--- What the task requires ---
State how many lines in the records below contain the string "instance" when matching is case-sensitive. Reply with the number alone.

+--

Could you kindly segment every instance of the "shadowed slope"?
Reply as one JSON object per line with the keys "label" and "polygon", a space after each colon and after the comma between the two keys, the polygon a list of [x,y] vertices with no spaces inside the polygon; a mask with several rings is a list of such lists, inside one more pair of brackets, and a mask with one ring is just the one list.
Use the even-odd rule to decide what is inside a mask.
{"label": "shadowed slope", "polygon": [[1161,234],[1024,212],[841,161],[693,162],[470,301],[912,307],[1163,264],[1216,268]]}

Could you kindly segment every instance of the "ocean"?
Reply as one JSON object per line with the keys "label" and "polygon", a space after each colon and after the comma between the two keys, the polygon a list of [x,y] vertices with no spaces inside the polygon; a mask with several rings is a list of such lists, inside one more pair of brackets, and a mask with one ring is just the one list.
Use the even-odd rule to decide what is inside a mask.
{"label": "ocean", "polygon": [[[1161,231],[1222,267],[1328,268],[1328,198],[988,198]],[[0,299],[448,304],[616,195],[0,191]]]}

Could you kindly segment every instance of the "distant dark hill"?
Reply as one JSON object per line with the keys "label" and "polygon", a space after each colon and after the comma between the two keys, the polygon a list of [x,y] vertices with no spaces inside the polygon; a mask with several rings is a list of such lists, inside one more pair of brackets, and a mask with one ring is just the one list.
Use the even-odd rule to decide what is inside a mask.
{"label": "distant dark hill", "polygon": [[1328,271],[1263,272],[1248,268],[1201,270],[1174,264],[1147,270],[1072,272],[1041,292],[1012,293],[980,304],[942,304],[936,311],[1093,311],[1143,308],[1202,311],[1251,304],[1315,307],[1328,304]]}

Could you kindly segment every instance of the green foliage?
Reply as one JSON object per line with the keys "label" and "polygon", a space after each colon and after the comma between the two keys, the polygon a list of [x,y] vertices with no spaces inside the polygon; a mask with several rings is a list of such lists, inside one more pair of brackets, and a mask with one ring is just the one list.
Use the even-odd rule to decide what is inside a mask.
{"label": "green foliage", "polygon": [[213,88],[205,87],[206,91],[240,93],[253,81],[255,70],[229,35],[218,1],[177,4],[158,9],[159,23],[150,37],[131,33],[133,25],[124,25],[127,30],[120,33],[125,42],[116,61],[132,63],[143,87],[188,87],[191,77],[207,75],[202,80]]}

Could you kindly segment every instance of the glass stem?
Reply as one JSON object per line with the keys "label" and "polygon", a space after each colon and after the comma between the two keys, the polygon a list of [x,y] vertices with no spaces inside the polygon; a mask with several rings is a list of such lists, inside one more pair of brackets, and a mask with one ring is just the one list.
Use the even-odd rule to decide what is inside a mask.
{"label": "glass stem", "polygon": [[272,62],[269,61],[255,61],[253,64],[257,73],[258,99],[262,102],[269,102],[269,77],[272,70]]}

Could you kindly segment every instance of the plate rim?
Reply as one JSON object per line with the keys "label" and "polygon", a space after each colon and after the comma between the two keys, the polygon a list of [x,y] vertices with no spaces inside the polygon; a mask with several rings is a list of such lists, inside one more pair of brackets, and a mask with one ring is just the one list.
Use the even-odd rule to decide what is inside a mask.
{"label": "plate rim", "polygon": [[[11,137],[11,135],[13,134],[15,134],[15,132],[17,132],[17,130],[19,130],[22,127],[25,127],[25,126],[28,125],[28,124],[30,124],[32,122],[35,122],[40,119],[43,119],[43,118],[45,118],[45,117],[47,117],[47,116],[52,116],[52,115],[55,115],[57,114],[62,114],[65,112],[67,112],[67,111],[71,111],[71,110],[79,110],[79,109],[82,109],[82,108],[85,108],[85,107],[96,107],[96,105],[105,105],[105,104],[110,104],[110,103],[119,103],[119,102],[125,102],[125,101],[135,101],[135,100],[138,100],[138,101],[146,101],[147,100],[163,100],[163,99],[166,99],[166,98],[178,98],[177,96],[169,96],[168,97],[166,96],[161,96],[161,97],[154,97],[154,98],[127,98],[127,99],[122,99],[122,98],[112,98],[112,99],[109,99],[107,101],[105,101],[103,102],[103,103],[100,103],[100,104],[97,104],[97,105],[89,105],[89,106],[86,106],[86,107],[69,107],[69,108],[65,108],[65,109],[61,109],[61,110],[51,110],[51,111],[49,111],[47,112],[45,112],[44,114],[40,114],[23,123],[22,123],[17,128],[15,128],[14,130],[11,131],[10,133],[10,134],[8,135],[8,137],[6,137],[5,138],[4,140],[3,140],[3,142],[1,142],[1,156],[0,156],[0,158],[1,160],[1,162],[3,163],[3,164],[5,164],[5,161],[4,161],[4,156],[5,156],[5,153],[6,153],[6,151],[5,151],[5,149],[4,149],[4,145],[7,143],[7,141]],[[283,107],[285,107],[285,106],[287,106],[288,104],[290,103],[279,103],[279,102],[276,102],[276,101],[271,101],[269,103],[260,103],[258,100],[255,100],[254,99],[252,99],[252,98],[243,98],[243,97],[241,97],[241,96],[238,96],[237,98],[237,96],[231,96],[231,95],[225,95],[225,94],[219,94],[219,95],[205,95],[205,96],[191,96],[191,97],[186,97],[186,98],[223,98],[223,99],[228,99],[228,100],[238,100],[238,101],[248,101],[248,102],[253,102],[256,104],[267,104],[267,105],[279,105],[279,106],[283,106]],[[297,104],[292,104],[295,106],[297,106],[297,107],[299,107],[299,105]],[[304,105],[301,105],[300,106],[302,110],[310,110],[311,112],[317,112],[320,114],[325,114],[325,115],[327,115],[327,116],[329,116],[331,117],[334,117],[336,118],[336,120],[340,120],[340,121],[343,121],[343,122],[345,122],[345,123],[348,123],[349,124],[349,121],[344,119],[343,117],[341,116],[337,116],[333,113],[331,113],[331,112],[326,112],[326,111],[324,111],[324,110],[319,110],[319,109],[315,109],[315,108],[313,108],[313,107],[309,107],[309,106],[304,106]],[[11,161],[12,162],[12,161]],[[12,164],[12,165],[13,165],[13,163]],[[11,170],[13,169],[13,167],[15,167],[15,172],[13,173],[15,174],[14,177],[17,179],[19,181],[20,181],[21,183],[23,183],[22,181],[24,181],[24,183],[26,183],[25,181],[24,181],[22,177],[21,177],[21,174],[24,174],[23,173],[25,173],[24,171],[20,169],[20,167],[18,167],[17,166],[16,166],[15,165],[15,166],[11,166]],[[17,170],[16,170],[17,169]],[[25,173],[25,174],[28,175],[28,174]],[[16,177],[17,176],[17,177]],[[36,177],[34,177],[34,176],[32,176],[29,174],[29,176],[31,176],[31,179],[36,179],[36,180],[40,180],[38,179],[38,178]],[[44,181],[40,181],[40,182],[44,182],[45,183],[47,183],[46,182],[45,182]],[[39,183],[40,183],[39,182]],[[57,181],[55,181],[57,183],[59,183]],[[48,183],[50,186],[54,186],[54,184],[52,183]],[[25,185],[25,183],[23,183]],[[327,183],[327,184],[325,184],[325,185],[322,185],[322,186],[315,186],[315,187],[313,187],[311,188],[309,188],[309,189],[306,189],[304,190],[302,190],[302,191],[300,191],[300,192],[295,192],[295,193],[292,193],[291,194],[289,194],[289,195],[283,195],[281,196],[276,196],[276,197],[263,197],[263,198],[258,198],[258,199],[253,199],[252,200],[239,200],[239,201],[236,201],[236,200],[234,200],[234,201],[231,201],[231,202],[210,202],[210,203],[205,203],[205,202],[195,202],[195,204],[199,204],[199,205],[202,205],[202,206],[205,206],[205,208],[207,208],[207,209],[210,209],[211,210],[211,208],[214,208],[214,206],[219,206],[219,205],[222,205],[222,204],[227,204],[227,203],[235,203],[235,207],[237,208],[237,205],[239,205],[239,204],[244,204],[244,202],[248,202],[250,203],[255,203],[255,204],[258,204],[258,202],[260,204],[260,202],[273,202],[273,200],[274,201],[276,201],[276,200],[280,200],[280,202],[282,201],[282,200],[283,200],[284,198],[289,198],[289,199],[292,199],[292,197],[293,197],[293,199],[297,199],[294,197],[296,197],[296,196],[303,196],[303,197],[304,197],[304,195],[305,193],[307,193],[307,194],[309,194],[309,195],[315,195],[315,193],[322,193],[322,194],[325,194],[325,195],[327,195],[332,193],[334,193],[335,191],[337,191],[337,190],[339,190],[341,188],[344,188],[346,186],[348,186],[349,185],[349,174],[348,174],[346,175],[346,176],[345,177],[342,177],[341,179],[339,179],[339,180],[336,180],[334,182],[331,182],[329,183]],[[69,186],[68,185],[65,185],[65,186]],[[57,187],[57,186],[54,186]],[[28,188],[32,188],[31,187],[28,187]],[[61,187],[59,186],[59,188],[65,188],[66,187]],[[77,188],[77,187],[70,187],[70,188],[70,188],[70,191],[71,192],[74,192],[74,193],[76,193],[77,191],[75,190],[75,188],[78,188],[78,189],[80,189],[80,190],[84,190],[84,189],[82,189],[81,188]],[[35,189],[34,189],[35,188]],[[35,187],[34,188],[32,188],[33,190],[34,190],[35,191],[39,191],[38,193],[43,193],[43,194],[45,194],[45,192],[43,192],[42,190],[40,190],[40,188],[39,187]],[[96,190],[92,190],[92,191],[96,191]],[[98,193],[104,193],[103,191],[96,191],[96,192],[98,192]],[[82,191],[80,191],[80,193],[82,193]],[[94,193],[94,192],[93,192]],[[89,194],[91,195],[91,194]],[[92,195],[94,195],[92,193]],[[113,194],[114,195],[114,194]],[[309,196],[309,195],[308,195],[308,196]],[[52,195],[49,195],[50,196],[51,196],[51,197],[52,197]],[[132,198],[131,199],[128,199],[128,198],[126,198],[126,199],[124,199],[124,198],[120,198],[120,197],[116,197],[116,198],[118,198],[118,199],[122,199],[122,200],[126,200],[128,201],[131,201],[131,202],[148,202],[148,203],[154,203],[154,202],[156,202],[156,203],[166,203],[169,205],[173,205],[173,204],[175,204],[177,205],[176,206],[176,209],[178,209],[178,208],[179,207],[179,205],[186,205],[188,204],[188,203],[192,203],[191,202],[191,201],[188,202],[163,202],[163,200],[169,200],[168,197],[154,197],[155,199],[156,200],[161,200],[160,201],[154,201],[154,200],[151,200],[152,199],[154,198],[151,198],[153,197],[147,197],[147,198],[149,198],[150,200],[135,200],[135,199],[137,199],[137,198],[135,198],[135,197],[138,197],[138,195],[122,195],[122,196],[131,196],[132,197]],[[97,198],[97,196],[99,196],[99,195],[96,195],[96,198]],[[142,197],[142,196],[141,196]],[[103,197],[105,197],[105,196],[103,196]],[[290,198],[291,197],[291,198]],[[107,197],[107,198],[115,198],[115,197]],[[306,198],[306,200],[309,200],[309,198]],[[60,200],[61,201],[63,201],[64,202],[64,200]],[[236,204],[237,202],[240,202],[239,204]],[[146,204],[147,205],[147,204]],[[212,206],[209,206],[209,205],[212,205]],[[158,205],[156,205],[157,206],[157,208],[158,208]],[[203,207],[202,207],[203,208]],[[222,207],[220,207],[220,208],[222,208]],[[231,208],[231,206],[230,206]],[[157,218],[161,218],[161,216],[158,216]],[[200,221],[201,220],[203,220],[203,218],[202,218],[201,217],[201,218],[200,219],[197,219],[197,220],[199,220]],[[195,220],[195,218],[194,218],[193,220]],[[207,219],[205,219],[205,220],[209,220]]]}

+--

--- Task solution ---
6